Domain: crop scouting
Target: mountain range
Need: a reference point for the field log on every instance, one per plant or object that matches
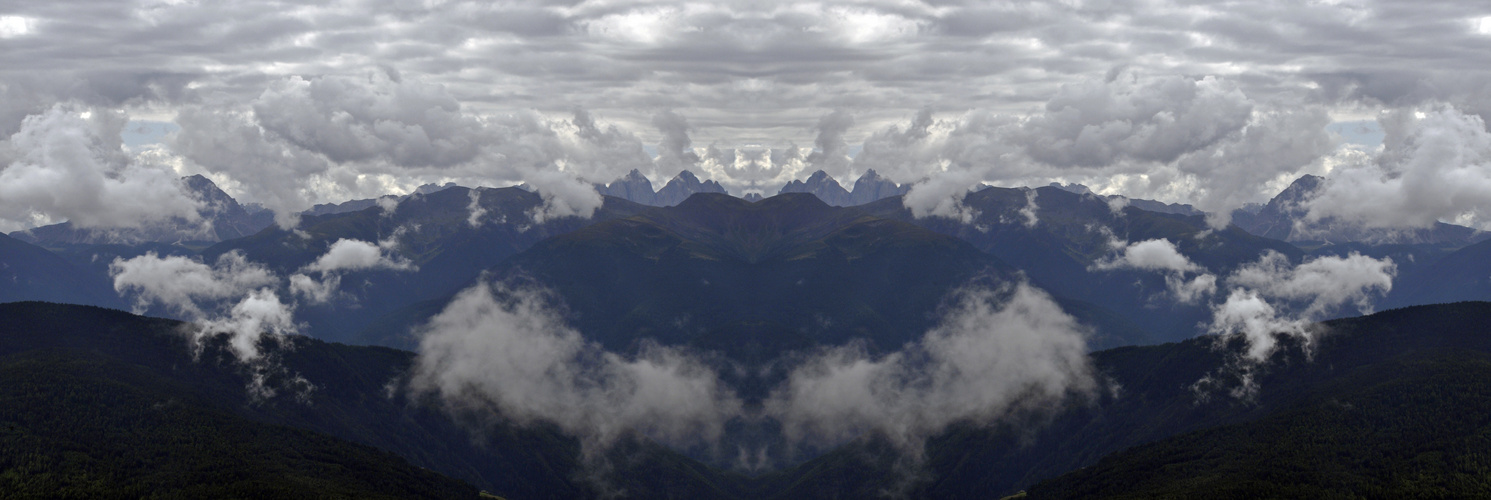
(752, 287)
(1360, 393)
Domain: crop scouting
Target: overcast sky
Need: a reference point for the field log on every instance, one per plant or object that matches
(288, 105)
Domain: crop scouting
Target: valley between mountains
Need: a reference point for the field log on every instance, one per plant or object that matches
(1048, 342)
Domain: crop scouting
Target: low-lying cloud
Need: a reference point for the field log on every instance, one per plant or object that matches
(1274, 297)
(986, 361)
(1435, 166)
(67, 164)
(1162, 255)
(507, 355)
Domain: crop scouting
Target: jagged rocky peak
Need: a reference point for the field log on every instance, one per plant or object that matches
(682, 187)
(634, 187)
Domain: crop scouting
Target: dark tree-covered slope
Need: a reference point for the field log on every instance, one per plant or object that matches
(139, 399)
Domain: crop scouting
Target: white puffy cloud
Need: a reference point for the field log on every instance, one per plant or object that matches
(1198, 139)
(1323, 284)
(1275, 297)
(67, 164)
(1101, 123)
(349, 254)
(182, 284)
(233, 297)
(506, 354)
(1162, 255)
(345, 255)
(380, 117)
(1156, 254)
(981, 364)
(1432, 167)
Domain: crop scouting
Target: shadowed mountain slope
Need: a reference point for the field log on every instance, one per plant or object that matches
(29, 272)
(434, 232)
(758, 279)
(1400, 390)
(1068, 238)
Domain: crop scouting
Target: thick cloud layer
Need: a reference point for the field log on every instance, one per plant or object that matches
(67, 164)
(1271, 296)
(1165, 136)
(1432, 167)
(345, 255)
(506, 355)
(981, 364)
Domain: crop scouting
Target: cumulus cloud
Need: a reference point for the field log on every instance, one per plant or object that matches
(1029, 211)
(1099, 123)
(379, 117)
(1321, 284)
(507, 355)
(184, 284)
(1166, 136)
(340, 257)
(67, 164)
(1432, 167)
(234, 300)
(330, 138)
(1300, 296)
(1162, 255)
(348, 254)
(981, 364)
(674, 152)
(831, 148)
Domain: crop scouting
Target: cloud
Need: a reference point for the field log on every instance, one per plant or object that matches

================

## DESCRIPTION OF THE TASK
Give the lines exactly, from the first line of the entries to the line with "Target: jagged rocky peak", both ends included. Skip the pictures.

## WRITTEN RESPONSE
Domain: crop scouting
Target: mountain range
Need: a reference point for the field log on every instance, one per plant or object that matches
(752, 287)
(1360, 393)
Domain: crop scouting
Target: overcast sky
Need: a reference point for the field log on every instance, one per plant or object that matches
(288, 105)
Domain: crop scouting
Target: valley between mountains
Need: a reference point for the field log on every instance, one per plant or object that matches
(1048, 342)
Domain: crop scouting
Target: low-lying cloud
Need: a reference point for the field log on every instance, one per plant or object that matches
(1274, 297)
(986, 361)
(1435, 166)
(67, 164)
(1162, 255)
(507, 355)
Domain: crop scouting
Target: jagged rocky peak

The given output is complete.